TEXT PROVIDED ->
Sept. 11, 2020

Pandemic puts health on the agenda at schools

A positive upshot of COVID-19 may be an amplification of focus on kids’ overall health and wellness in education systems
Overhead shot of student wearing maroon hat and looking at Doctor Seuss book
Oh the Places You'll Go book Unsplash photo by Tamarcus Brown

Days into the new school year, mask-wearing, cohorts, and distance between desks are, if not the most popular subjects with kids, certainly dominant educational points. Indeed, never has the topic of health carried such weight in schools. Counselling psychologist in the Werklund School of Education, Dr. Shelly Russell-Mayhew, PhD’03, hopes this new focus on our kids’ physical and mental well-being continues to hold significant space in our educational systems long after COVID times.

Russell-Mayhew is a professor and director of Werklund’s unique Body Image Research Lab. Her research focuses on eating-related issues, and their prevention via the promotion of mental health, wellness and resiliency in schools. In short, she strives to improve children’s physical and mental health through increased collaboration with policy-makers and community partners, particularly schools.

Referring expression pointing data
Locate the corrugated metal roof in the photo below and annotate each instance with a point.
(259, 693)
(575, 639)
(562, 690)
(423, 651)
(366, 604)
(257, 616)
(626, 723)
* * *
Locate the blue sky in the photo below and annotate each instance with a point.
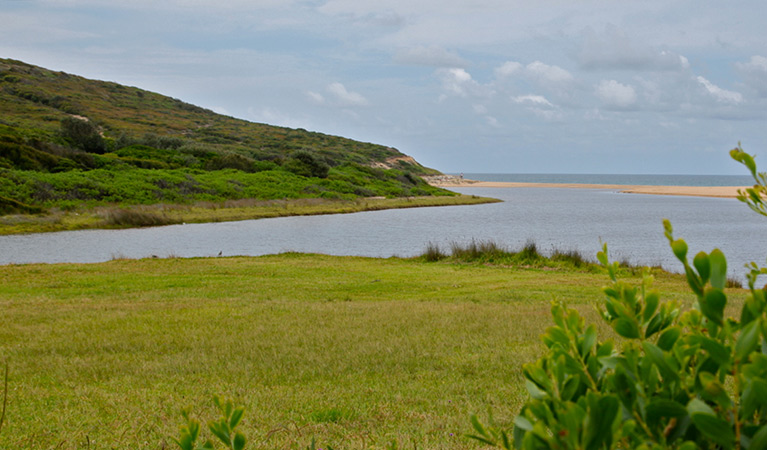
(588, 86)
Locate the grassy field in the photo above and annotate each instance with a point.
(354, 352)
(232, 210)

TO DO -> Rewrite the school health article starting at "Days into the" and ending after "after COVID times.", and change "cohorts" to "student groups".

WRITTEN SOLUTION ->
Days into the new school year, mask-wearing, student groups, and distance between desks are, if not the most popular subjects with kids, certainly dominant educational points. Indeed, never has the topic of health carried such weight in schools. Counselling psychologist in the Werklund School of Education, Dr. Shelly Russell-Mayhew, PhD’03, hopes this new focus on our kids’ physical and mental well-being continues to hold significant space in our educational systems long after COVID times.